» TASK DETAILS
Leaving out the pictures, restate each record below word for word.

Referring expression data
....

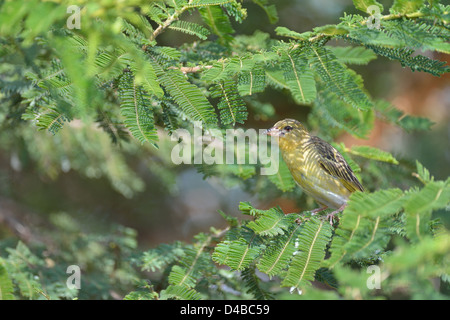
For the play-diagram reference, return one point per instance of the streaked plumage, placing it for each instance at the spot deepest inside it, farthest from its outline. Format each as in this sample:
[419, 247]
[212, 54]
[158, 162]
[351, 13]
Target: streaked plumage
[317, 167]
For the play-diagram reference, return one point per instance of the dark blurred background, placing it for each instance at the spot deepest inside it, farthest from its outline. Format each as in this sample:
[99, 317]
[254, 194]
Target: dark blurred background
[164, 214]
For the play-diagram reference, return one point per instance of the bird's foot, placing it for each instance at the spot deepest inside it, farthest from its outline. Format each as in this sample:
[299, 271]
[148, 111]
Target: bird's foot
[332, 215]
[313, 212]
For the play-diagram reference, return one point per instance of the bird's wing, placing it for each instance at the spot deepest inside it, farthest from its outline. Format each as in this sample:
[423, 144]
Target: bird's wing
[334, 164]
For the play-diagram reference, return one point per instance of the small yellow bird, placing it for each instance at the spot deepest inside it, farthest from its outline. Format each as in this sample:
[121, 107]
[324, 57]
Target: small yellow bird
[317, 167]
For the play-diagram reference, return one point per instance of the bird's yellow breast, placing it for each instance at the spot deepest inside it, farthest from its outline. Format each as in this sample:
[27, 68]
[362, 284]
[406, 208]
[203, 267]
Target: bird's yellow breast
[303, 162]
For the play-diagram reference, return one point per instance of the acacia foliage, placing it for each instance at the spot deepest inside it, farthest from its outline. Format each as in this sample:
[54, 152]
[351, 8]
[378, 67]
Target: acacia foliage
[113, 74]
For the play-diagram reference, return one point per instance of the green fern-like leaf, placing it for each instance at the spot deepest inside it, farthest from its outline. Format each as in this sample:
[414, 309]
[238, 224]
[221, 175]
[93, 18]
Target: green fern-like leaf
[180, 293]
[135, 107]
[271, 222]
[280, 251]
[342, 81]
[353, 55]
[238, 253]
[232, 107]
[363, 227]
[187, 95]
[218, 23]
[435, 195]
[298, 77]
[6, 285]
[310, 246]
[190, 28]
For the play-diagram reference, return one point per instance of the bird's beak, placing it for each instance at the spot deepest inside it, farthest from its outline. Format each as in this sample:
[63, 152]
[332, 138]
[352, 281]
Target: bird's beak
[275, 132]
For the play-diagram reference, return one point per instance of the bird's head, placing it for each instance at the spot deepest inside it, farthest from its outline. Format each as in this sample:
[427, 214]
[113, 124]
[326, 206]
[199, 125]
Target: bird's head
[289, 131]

....

» RESULT FOR THIS TASK
For the play-diagram reference, return one point per instance of the streaked plumage, placing it for each instance at the spot deepest inside it, farthest from its outline. Format each as in this sample:
[419, 247]
[212, 54]
[158, 162]
[351, 13]
Target: streaked plumage
[317, 167]
For the play-diagram reference, return one point per instance of the dark blurred background, placing it for each instance at the spot deepest inside it, farthest from its outline. Format each as in this sample:
[99, 317]
[254, 194]
Target: dark blurred background
[164, 214]
For the play-diagram reference, return one point per instance of the bird's foot, placing it for each instance at the spot deepest inside it, farthest from its outline. Format each as in this sample:
[299, 271]
[148, 111]
Target: bird's foot
[332, 215]
[313, 212]
For the play-diagram reference, return one point per instance of the bird's wing, placing it for each instance at the spot deepest inside it, farthest from its outline. Format each as in this sample:
[423, 144]
Target: bird's wing
[334, 164]
For the play-diagram reference, return one point per instance of the small yellow bird, placing it for each instance at the spot deepest inside it, farthest from its outline. Format each as in this sample:
[121, 107]
[324, 57]
Target: small yellow bird
[317, 167]
For the play-diagram reference, return one point per instance of the bird's yellow breast, placing it for each instance at the spot deepest inside it, farthest from its outline. Format each as in this sample:
[27, 68]
[362, 284]
[406, 208]
[203, 267]
Target: bird's yellow breast
[303, 162]
For the play-diagram reference, return one point per instance of the acacia foliage, placing it for each instance at the spot deepest inside it, farthest from its outline. Format each as in this sample:
[54, 152]
[351, 8]
[378, 67]
Target: acacia foliage
[113, 74]
For the play-diagram reference, return one point per instance of the green fern-like leaf, placing it for each instance at the spot deepest inside it, farthest from its outline. Format each as in this sample:
[414, 309]
[238, 224]
[221, 175]
[93, 18]
Target: green fern-like leaf
[180, 293]
[135, 107]
[271, 222]
[280, 251]
[342, 81]
[353, 55]
[238, 253]
[232, 107]
[363, 227]
[187, 95]
[218, 23]
[435, 195]
[298, 77]
[6, 285]
[310, 246]
[190, 28]
For the play-diagram reference, return one point per instance of the bird's beak, placing it for each instance at the spot deepest inside it, farthest from its outline. Format each as in this sample:
[63, 152]
[332, 138]
[352, 281]
Target: bird's beak
[275, 132]
For the play-diagram reference, return one point per instance of the bird's head, placing it for each instance at the spot deepest inside it, farthest from its outline. Format each as in this sample:
[427, 214]
[113, 124]
[326, 206]
[199, 125]
Target: bird's head
[289, 131]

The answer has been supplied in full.